Texto apresentado =>
———
Herdeiros de famílias tradicionais resgatam sem-teto
Ações de resgate da ONG Arcah são realizadas em regiões como a Cracoândia
Os sobrenomes são sonoros e os rostos conhecidos das colunas sociais e sites. A família de Filipe Sabará, de 31 anos, fornece insumos à Natura, e ele é dono da marca de cosméticos Reload. Fabi Saad, 30, herdeira do Grupo Bandeirantes, possui uma loja virtual de moda e decoração. Alex Seibel, 29, acionista da Duratex, integra o clã que controla a Livraria da Vila. Jovens e descolados, eles têm em comum uma missão: tirar moradores de rua de locais degradados da cidade, como a Cracolândia, e oferecer tratamento de saúde e oficinas profissionais de agricultura a essas pessoas.
———
Exercício escrito A =>
Reescreva a passagem do texto sobre herdeiros que resgatam sem-teto que vai de "Herdeiros de famílias" até "a essas pessoas.", trocando "moradores de rua" por "pessoas em situação de rua".

(Registros de uma fonte de dados)
———
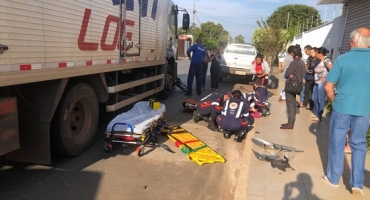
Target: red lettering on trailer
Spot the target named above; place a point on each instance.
(86, 46)
(90, 46)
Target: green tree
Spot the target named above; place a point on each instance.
(269, 40)
(239, 39)
(301, 18)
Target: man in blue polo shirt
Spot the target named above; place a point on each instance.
(351, 109)
(196, 65)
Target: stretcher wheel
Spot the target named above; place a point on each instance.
(108, 147)
(154, 140)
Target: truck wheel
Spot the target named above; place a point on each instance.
(142, 88)
(220, 78)
(75, 121)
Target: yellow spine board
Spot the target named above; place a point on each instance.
(196, 150)
(154, 104)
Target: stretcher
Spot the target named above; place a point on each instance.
(195, 149)
(138, 126)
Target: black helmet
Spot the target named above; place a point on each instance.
(265, 111)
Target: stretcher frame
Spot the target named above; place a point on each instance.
(126, 138)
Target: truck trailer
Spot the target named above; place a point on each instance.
(59, 59)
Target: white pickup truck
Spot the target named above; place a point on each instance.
(237, 60)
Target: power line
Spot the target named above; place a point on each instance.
(248, 25)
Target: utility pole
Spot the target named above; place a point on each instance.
(317, 20)
(193, 23)
(311, 21)
(194, 16)
(287, 23)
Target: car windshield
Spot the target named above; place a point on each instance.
(246, 50)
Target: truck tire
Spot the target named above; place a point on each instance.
(75, 121)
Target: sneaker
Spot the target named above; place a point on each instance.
(226, 134)
(357, 191)
(196, 117)
(325, 178)
(239, 136)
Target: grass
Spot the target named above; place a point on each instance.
(329, 107)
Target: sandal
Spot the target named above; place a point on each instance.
(325, 178)
(315, 119)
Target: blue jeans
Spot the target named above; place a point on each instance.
(195, 70)
(318, 98)
(339, 125)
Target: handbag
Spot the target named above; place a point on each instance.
(293, 87)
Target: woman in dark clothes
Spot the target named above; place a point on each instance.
(295, 71)
(215, 68)
(309, 79)
(205, 68)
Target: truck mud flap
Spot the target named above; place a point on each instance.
(36, 106)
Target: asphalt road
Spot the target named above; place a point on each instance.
(122, 175)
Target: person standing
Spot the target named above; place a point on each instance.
(215, 68)
(350, 76)
(307, 50)
(205, 68)
(287, 60)
(281, 62)
(196, 65)
(260, 69)
(318, 95)
(294, 72)
(310, 79)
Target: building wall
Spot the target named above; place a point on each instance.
(329, 35)
(316, 37)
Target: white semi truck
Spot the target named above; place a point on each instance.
(60, 59)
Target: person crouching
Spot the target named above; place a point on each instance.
(235, 117)
(209, 107)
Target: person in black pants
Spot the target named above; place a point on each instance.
(295, 71)
(196, 66)
(215, 68)
(309, 79)
(205, 68)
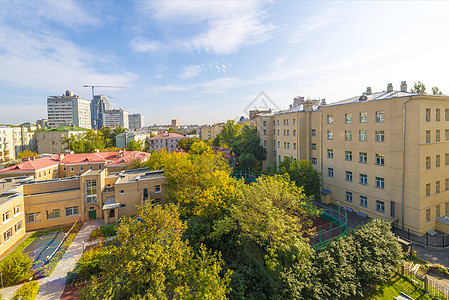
———
Exercício escrito B =>
Diga quantas linhas das entradas contêm a palavra "trailer", levando em conta a diferença entre maiúsculas e minúsculas. Responda apenas com o número.

Resposta A =>
Herdeiros de famílias tradicionais resgatam sem-teto
Ações de resgate da ONG Arcah são realizadas em regiões como a Cracoândia
Os sobrenomes são sonoros e os rostos conhecidos das colunas sociais e sites. A família de Filipe Sabará, de 31 anos, fornece insumos à Natura, e ele é dono da marca de cosméticos Reload. Fabi Saad, 30, herdeira do Grupo Bandeirantes, possui uma loja virtual de moda e decoração. Alex Seibel, 29, acionista da Duratex, integra o clã que controla a Livraria da Vila. Jovens e descolados, eles têm em comum uma missão: tirar pessoas em situação de rua de locais degradados da cidade, como a Cracolândia, e oferecer tratamento de saúde e oficinas profissionais de agricultura a essas pessoas.

Resposta B =>
2